• _Your instructions_:
Rewrite the items from the line containing "Draw the outline of every instance of the dashed" through the end of the items, replacing "ring" with "loop" and leaving everything else as it is. Give back only those lines.
-------- Exercise material
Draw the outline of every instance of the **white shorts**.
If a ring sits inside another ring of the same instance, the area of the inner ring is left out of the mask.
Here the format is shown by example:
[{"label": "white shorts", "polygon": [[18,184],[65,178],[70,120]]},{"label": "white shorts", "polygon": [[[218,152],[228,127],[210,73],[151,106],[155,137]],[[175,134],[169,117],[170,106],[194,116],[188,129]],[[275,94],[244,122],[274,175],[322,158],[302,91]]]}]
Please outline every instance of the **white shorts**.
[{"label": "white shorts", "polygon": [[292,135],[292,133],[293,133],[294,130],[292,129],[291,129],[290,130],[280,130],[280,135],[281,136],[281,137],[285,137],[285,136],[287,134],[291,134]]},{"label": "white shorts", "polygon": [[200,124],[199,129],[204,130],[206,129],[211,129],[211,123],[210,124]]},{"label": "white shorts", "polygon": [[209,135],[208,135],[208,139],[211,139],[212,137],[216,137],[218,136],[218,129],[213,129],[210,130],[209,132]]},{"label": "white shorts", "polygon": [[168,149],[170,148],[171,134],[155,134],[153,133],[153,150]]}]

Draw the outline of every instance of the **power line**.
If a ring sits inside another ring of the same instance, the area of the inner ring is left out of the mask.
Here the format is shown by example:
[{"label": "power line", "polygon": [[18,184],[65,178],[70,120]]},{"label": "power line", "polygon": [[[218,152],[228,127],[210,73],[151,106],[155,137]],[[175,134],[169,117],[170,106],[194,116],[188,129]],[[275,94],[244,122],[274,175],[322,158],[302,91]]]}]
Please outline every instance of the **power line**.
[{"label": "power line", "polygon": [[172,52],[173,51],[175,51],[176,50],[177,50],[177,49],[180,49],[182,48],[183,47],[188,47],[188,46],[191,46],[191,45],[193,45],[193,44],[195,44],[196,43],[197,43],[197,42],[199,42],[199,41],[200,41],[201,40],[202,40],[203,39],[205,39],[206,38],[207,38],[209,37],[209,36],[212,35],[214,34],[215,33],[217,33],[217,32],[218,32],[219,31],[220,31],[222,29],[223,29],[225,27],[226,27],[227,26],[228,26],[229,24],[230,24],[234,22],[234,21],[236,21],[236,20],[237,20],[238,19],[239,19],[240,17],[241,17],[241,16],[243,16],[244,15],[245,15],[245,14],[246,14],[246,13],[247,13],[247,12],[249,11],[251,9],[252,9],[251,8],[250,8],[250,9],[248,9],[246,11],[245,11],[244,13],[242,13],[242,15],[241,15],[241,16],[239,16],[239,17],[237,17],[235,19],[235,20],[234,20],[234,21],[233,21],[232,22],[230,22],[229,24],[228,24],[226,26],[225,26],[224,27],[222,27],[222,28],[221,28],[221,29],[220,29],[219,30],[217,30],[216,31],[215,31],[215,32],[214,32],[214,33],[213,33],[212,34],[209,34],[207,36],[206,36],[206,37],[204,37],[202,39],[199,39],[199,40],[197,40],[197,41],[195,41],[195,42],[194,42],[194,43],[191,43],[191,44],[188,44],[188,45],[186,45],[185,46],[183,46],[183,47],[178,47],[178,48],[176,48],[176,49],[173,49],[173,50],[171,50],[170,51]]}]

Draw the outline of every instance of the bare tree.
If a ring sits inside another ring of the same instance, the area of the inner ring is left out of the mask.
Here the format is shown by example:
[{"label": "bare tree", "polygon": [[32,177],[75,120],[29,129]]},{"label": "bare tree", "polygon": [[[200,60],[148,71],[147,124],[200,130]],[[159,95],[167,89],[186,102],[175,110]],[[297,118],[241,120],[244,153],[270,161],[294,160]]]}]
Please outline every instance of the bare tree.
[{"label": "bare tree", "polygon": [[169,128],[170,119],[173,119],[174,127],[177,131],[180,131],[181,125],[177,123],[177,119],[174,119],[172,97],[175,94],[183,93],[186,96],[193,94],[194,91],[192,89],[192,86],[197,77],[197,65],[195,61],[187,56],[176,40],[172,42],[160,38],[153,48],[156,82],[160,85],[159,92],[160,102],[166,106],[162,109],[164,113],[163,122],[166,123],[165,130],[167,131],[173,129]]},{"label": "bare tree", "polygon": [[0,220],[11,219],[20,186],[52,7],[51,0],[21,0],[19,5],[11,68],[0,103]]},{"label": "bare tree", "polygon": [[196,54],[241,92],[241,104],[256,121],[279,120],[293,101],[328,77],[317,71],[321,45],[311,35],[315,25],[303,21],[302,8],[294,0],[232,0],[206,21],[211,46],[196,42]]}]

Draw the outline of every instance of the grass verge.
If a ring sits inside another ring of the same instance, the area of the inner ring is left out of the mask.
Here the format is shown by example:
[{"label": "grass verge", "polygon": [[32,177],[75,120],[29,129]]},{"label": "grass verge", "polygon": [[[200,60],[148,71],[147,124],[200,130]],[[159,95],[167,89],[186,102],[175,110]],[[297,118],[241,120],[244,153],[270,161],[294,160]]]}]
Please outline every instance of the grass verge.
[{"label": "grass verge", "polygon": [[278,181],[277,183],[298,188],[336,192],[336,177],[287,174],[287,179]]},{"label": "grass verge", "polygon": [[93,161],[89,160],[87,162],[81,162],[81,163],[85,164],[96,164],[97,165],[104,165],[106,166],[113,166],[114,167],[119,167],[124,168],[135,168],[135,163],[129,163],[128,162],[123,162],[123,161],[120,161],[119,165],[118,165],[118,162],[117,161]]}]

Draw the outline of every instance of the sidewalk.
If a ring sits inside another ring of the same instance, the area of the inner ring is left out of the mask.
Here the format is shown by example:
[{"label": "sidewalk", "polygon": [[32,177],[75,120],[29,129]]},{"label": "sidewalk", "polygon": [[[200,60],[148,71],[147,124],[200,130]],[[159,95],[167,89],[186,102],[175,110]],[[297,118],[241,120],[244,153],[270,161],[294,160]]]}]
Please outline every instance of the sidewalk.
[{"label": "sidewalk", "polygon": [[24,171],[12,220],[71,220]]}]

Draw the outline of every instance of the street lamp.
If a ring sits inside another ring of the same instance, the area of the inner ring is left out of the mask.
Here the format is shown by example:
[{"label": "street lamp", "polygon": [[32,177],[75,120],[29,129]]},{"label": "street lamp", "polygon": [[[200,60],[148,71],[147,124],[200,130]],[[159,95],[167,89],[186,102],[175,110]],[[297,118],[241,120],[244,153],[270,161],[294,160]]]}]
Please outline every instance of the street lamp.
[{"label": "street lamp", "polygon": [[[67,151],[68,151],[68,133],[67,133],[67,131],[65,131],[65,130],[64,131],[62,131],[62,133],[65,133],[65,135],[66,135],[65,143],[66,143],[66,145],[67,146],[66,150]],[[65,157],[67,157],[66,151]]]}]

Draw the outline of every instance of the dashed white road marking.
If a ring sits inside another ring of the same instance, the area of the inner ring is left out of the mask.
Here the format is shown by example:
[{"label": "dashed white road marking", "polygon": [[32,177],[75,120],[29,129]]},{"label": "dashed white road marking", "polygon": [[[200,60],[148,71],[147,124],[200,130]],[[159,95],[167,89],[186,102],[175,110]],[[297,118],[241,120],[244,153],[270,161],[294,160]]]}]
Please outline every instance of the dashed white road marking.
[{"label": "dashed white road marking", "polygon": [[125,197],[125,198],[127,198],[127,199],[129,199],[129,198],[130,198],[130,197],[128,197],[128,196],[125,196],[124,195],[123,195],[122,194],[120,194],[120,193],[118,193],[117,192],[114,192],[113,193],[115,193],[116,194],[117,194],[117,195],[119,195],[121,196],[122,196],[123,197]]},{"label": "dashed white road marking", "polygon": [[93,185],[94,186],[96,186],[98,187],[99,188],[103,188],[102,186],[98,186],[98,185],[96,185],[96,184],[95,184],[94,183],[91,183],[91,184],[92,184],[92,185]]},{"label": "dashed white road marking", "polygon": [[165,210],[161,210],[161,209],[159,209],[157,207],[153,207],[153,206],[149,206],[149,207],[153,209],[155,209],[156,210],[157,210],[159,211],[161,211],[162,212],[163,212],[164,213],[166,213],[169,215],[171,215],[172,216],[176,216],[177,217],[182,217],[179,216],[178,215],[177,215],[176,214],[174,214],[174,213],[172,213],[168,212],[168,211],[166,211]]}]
----------------
• _Full response_:
Draw the outline of every instance of the dashed white road marking.
If a loop sits inside another loop of the same instance, the area of the inner loop is left out of the mask.
Here the format is shown by example:
[{"label": "dashed white road marking", "polygon": [[32,177],[75,120],[29,129]]},{"label": "dashed white road marking", "polygon": [[[200,60],[148,71],[147,124],[200,130]],[[159,95],[167,89],[186,102],[175,110]],[[297,118],[241,120],[244,153],[270,161],[294,160]]]}]
Please outline every instance of the dashed white road marking.
[{"label": "dashed white road marking", "polygon": [[125,197],[125,198],[127,198],[127,199],[129,199],[129,198],[130,198],[130,197],[128,197],[128,196],[125,196],[124,195],[123,195],[122,194],[120,194],[120,193],[118,193],[117,192],[114,192],[113,193],[115,193],[116,194],[117,194],[117,195],[119,195],[121,196],[122,196],[123,197]]},{"label": "dashed white road marking", "polygon": [[93,185],[94,186],[96,186],[98,187],[99,188],[103,188],[102,186],[98,186],[98,185],[96,185],[96,184],[95,184],[94,183],[91,183],[91,184],[92,184],[92,185]]},{"label": "dashed white road marking", "polygon": [[165,210],[161,210],[161,209],[159,209],[157,207],[153,207],[153,206],[149,206],[149,207],[153,209],[155,209],[156,210],[157,210],[159,211],[161,211],[162,212],[163,212],[164,213],[166,213],[169,215],[171,215],[172,216],[176,216],[177,217],[182,217],[179,216],[178,215],[177,215],[176,214],[174,214],[174,213],[172,213],[168,212],[168,211],[166,211]]}]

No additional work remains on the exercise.